## Text section
HIV/AIDS continues to dominate the modern healthcare agenda. Globally, the disease burden is stark, with an estimated 35 million people living with the disease around the world. It remains a major killer in sub-Saharan Africa. The SDGs make the ambitious call on the international community to end HIV/AIDS as a public health threat by 2030.

In 2002, Anglo American became one of the first major employers to offer free anti-retroviral treatment (ART) to its employees. The company now runs the world’s largest private sector voluntary counselling, testing and treatment programme for HIV/AIDS and TB for employees, their families and contractors.

Anglo American’s evolving response to HIV/AIDS

Anglo American’s response to HIV/AIDS can be traced back to 1986, when it launched two initiatives: an education and awareness programme on the disease aimed at the entire workforce; and the provision of more than $5 million in funding over the next few years to prominent researchers in Europe and the US to investigate treatment possibilities using decoy CD4 proteins inserted into red blood cells.

Anglo American was also one of the first companies to publish an AIDS policy, which explicitly stated that HIV testing would not be a requirement of pre-employment medical examinations

By August 2002, following a range of efforts to respond to the disease, Anglo American announced it would be making ART available to all its workers, a move described by senior executives at the time as a ‘leap of faith’.

A cornerstone of the programme is voluntary counselling and HIV testing (VCT). In 2003, VCT uptake among the entire southern Africa-based Anglo American staff was less than 10 per cent; by year-end 2014, 86 per cent of employees were checking their status every year.  

Anglo American’s TB-control programme is based on similar principles to its HIV/AIDS programme and is designed to ensure the disease is actively managed and properly controlled. As the TB problem demonstrates, the health of mineworkers does not stop at the mine. It is closely tied to the health problems of the communities around the mines and, for migrants, the towns and villages in South Africa and the surrounding countries they come from, and where their dependents live.

Anglo American has been involved in community projects since the launch of the Anglo American Community HIV/AIDS Partnership Programme in 2003. It has supported youth programmes and HIV/AIDS initiatives and clinics, and has engaged in public/private partnerships. These include the building of a community health centre at Lillydale in the Bushbuckridge municipality, Mpumalanga province, and a clinic in Kathu township, Northern Cape province – both of which provide access to life-saving ART therapy.

The company supports UNAIDS’ targets for 2020, envisioning a world in which 90% of the seropositive people know their status, 90% of people infected with HIV receive anti-retroviral (ART) treatment, and 90% of those on treatment show undetectable levels of the virus.

By 2015 a total number of 620,000 tests for HIV were made by employees. Those who have been diagnosed positive have been referred into disease management programmes.


Anglo American demonstrated real leadership in committing to free anti-retroviral treatment for all employees in 2002. Its commitment to responding to the disease in a bold and proactive way has remained strong since that time.

The 2015 HIV/AIDS policy states that: 'The magnitude of the health challenge posed by HIV/AIDS is such that individual companies cannot adequately address it alone and we reiterate that a comprehensive and effective response to HIV/AIDS requires a partnership between all stakeholders'.

The business, as well as social, benefits were assessed in a 2015 research article on a cost-benefit analysis of the ART programme at Anglo American Coal. It found that ART saves costs even when only the direct costs of HIV are considered. The savings in this company have been estimated at one million dollars per annum.

## What this exercise asks
a: Summarize the text on Anglo American's HIV/AIDS response in two sentences.
b: According to the text on Anglo American's HIV/AIDS response, what share of employees were checking their HIV status every year by year-end 2014?

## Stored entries
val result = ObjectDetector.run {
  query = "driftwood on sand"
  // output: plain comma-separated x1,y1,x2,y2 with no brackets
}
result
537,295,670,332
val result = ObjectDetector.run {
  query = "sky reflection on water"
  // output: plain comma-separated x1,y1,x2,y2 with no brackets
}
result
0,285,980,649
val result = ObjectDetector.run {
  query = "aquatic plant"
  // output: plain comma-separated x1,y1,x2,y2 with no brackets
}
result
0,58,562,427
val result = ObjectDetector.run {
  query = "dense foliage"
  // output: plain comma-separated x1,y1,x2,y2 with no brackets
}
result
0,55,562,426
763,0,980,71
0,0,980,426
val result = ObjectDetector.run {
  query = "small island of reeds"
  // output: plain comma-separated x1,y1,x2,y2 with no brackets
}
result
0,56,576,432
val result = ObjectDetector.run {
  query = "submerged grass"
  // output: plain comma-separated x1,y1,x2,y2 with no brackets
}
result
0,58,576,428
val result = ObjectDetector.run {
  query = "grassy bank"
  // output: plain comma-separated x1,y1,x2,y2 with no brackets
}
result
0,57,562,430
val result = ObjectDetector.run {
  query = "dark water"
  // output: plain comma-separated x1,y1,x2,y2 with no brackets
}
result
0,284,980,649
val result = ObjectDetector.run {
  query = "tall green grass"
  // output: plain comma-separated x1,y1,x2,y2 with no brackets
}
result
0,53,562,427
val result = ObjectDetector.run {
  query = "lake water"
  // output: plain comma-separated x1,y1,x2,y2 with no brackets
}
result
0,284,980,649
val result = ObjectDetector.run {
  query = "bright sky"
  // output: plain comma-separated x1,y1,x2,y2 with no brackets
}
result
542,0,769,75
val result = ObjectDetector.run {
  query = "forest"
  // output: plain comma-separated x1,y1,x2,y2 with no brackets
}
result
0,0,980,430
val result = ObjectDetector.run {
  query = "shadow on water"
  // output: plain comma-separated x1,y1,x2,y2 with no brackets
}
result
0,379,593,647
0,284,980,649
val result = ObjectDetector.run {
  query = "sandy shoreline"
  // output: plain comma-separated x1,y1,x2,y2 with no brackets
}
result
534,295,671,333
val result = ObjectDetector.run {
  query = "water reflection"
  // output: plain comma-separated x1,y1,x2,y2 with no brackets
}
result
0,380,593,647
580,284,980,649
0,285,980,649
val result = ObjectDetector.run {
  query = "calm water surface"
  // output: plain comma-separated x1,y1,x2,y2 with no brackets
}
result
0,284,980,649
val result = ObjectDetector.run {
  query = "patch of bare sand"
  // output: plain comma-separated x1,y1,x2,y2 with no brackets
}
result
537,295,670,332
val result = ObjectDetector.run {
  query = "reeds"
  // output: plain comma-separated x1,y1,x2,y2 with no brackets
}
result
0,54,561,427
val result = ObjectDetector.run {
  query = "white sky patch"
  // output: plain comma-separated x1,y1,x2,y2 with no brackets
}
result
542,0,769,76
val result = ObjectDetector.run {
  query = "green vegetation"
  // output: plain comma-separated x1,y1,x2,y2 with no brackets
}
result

## Solutions below
a: In 2002, Anglo American became one of the first major employers to offer free anti-retroviral treatment to its employees, and it now runs the world's largest private sector voluntary counselling, testing and treatment program for HIV/AIDS and TB. The company's response dates back to 1986 and has grown to include community health projects and support for UNAIDS' 2020 targets, and a 2015 analysis estimated that its ART program saves about one million dollars per year.

b: 86 per cent of employees.